(Beginning of LISTED ENTRIES)

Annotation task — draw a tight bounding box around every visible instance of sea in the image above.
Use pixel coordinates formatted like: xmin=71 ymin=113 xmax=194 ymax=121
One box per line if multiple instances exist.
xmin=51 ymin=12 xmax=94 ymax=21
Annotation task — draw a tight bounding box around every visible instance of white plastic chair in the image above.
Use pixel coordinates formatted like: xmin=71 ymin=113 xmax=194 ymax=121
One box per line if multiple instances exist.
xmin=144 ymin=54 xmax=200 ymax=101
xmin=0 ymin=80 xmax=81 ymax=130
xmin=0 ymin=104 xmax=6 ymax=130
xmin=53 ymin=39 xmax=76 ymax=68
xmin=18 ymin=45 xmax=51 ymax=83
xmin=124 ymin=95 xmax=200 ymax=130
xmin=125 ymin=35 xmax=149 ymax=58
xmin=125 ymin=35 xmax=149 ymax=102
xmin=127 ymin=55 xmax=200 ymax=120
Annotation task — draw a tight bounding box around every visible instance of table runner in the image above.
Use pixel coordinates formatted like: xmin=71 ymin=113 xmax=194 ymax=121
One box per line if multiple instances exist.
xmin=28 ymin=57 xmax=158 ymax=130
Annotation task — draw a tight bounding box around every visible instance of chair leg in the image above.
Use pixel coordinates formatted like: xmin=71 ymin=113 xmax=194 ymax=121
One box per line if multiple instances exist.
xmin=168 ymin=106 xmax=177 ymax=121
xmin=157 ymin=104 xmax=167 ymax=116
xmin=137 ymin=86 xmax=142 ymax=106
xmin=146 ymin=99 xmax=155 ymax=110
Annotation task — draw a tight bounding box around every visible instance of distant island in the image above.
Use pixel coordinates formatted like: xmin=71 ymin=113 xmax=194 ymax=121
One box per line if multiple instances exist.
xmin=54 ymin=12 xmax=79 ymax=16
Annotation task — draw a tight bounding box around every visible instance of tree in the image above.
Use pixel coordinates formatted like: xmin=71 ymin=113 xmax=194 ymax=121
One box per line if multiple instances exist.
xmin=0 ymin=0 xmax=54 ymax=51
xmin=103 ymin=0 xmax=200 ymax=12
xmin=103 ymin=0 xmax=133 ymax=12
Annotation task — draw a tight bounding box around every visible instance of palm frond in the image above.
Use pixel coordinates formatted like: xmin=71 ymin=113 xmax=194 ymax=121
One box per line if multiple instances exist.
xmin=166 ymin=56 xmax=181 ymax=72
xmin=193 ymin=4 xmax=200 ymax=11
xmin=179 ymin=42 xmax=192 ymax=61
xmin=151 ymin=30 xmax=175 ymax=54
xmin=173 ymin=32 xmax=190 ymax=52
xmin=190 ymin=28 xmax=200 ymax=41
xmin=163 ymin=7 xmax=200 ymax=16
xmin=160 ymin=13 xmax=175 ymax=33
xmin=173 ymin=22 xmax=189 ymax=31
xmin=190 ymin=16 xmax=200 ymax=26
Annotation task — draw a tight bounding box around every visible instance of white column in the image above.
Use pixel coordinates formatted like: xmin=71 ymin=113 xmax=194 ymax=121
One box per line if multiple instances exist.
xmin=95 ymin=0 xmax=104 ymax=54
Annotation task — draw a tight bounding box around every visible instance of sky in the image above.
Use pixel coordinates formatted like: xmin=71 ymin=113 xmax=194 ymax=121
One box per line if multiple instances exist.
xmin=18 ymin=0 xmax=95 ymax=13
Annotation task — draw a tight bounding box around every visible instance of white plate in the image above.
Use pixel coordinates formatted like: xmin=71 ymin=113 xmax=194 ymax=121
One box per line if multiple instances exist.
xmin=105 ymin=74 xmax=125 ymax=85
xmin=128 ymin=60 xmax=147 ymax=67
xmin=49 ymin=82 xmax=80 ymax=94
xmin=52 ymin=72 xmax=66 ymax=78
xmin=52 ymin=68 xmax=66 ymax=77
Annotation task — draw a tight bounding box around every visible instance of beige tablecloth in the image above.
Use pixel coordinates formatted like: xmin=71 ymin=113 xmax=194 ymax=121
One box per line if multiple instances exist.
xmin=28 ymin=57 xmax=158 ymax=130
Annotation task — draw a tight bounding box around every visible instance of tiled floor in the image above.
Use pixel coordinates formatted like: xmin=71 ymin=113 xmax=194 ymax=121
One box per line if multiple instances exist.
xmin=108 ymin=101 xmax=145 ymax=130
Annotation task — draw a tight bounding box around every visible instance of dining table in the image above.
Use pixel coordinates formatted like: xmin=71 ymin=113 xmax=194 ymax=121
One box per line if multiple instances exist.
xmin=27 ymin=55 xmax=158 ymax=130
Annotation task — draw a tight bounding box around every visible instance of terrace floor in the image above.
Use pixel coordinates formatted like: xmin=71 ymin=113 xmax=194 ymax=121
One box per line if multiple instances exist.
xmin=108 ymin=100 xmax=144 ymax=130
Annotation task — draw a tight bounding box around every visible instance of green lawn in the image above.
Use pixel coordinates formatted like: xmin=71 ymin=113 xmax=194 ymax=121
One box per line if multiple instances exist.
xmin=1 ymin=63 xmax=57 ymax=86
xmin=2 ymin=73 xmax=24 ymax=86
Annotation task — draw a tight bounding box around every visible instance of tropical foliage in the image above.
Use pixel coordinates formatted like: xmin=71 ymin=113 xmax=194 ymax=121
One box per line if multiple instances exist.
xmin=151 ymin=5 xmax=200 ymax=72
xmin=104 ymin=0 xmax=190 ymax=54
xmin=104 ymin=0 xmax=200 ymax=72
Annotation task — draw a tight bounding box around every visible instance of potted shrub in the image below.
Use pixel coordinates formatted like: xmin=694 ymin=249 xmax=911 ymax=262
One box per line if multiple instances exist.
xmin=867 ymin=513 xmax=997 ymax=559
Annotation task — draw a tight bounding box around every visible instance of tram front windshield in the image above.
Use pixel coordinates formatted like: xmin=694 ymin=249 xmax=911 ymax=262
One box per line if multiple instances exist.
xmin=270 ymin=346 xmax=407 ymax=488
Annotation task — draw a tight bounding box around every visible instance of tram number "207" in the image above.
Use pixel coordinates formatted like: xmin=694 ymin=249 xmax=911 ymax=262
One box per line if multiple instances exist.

(End of LISTED ENTRIES)

**TRY IT**
Only lines holding the word "tram" belong in the answer; copy each one from the material.

**ANSWER TO THIS PROBLEM**
Annotation task — draw a tight bounding box around every visible instance of tram front windshield in the image above.
Annotation task — draw a tight bounding box around every visible instance of tram number "207" in the image above.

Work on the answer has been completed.